(Annotated coordinate records)
◆ ◆ ◆ ◆ ◆ ◆ ◆

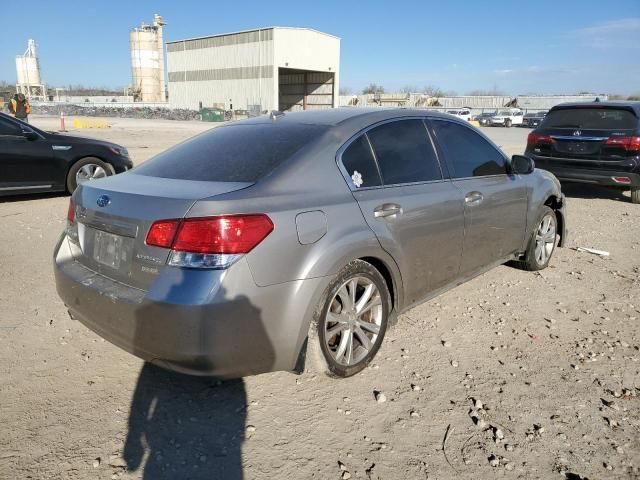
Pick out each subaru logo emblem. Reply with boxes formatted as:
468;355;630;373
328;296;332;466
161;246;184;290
96;195;111;207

◆ ◆ ◆ ◆ ◆ ◆ ◆

▸ WHAT YOU ARE ASKED TO DO: Arrange each line of the items above as a numbered list, skipping blank lines. Leave the pictures out of your answer.

▸ THE RESPONSE:
1. Pick out each subaru logo emblem. Reply with boxes formatted as:
2. 468;355;630;373
3. 328;296;332;466
4. 161;246;184;290
5. 96;195;111;207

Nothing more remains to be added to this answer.